Chasse des oiseaux à la glu bientôt interdite : L’Europe tire un trait

Photo : LPO

La Cour de Justice de l’Union européenne vient de donner raison à la Ligue de protection des oiseaux (LPO) : c’est la fin annoncée du piégeage à la glu partout en France ! Pour la fédération nationale de la chasse, “le dossier n’est pas clos”. “Il appartient désormais au Conseil d’Etat de faire les constatations qui s’imposent.”

Par un arrêt rendu le 17 mars 2021, la Cour de justice de l’Union européenne a confirmé au Conseil d’État français qui l’avait saisie que la pratique du piégeage à la glu contrevient à La directive oiseaux et ne doit pas être autorisé par la France en raison de la non-sélectivité des captures, et des séquelles sur les oiseaux relâchés.

“Cet arrêt du Conseil d’Etat fait suite au recours de la LPO contre cinq arrêtés ministériels de septembre 2018 autorisant cette pratique dans 5 départements de PACA pour la saison de chasse 2018-2019, indique la LPO dans un communiqué. Il s’agit d’une grande victoire pour la LPO qui se bat depuis plusieurs années pour faire reconnaitre le caractère non sélectif du piégeage à la glu.” Et il n’est pas susceptible d’appel : la France doit se conformer à cette décision de justice.

C’est une bonne nouvelle mais en même temps j’ai le sentiment d’un grand gâchis : celui de la souffrance de tant d’oiseaux depuis trop longtemps”

Allain Bougrain Dubourg, président de la LPO
Mésange bleue encollée. Photo : LPO

Pour le président de la LPO, Allain Bougrain-Dubourg, “c’est une bonne nouvelle mais en même temps j’ai le sentiment d’un grand gâchis : celui de la souffrance de tant d’oiseaux depuis trop longtemps.” Pour Allain Bougrain Dubourg “cette décision conforte la position de la LPO de lutter contre les pratiques cynégétique qui se présentent comme des traditions. Ce qui est très intéressant dans cet arrêt, dit-il, c’est que la justice dit qu’avancer l’argument de la tradition n’est pas suffisant pour maintenir cette chasse ; que cette chasse n’est pas sélective comme l’avancent les chasseurs et, enfin, que l’on doit avoir une exigence de bien-être animal. C’est, à ma connaissance, la première fois que l’on associe ces notions, habituellement réservées aux animaux en captivité.” Ajoutant : “J’espère que le président de la République réagira à cette annonce puisqu’il avait cru bon de suspendre cette chasse…”

Travail demandé ::
Dans l'article sur le piégeage à la glu, recopiez à l'identique le passage qui va de « Chasse des oiseaux » jusqu'à « les oiseaux relâchés. » inclus.

Données fournies ::
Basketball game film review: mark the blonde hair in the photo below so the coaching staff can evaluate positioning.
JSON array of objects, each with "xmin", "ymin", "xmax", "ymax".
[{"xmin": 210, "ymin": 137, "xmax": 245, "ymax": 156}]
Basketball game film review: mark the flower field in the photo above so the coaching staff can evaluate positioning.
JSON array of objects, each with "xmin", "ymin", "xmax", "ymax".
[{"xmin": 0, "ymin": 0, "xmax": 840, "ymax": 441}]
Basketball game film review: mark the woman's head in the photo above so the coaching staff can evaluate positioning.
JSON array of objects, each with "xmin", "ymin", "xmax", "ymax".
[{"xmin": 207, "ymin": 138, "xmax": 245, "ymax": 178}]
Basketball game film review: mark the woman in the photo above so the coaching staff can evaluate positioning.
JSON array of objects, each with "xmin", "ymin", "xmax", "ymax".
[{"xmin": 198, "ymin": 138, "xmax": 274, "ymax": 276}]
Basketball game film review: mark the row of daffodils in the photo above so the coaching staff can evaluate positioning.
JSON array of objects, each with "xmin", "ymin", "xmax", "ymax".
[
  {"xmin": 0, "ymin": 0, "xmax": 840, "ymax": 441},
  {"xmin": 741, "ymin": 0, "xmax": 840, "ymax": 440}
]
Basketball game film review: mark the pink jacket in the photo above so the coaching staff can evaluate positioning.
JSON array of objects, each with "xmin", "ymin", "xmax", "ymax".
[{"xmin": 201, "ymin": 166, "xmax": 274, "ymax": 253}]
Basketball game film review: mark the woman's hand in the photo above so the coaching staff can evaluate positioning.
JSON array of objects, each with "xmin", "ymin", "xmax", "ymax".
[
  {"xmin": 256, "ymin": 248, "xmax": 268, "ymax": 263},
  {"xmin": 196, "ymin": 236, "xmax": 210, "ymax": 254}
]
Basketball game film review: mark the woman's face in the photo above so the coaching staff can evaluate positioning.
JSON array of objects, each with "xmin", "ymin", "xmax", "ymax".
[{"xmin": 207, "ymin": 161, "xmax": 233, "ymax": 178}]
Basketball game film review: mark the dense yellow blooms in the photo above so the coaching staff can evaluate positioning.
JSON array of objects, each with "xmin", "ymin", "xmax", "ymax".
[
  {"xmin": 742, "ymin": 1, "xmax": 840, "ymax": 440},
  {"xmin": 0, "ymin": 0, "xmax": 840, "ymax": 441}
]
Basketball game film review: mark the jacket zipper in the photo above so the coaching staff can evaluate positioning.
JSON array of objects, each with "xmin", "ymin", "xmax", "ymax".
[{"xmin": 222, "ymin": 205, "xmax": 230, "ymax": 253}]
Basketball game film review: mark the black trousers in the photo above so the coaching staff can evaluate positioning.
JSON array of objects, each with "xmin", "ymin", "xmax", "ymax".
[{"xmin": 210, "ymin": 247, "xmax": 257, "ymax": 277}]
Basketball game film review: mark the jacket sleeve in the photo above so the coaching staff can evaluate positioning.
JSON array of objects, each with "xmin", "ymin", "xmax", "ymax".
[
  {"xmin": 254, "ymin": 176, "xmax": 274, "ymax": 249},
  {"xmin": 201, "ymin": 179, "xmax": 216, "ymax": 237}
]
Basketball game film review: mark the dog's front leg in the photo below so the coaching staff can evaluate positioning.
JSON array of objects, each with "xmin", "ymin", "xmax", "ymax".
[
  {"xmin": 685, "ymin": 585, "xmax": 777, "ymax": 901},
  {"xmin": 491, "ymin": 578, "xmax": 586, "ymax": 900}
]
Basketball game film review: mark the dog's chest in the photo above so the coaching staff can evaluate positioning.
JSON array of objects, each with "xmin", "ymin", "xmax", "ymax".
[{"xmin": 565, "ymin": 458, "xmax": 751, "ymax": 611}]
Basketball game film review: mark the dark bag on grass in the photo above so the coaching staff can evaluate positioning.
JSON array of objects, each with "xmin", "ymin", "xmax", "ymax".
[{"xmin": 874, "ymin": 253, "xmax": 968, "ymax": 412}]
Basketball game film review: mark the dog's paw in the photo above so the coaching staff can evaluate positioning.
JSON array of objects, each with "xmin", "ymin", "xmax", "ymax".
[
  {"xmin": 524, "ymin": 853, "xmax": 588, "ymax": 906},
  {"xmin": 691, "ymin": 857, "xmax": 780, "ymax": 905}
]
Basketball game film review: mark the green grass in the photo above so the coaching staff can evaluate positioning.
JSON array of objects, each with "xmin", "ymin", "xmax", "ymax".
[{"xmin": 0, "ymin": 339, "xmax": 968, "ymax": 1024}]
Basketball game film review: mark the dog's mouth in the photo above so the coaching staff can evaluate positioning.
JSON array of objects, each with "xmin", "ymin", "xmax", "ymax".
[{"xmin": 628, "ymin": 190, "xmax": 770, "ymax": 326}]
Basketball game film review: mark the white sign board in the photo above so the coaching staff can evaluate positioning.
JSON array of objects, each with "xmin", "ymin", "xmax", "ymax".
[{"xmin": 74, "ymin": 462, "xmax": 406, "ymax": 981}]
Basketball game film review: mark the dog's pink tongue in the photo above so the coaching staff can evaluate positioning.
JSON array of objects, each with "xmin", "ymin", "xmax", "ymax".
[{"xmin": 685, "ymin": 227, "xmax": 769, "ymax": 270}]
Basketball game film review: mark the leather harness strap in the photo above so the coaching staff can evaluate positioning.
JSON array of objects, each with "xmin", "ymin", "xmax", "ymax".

Réponse à l'exercice ::
Chasse des oiseaux à la glu bientôt interdite : L’Europe tire un trait

Photo : LPO

La Cour de Justice de l’Union européenne vient de donner raison à la Ligue de protection des oiseaux (LPO) : c’est la fin annoncée du piégeage à la glu partout en France ! Pour la fédération nationale de la chasse, “le dossier n’est pas clos”. “Il appartient désormais au Conseil d’Etat de faire les constatations qui s’imposent.”

Par un arrêt rendu le 17 mars 2021, la Cour de justice de l’Union européenne a confirmé au Conseil d’État français qui l’avait saisie que la pratique du piégeage à la glu contrevient à La directive oiseaux et ne doit pas être autorisé par la France en raison de la non-sélectivité des captures, et des séquelles sur les oiseaux relâchés.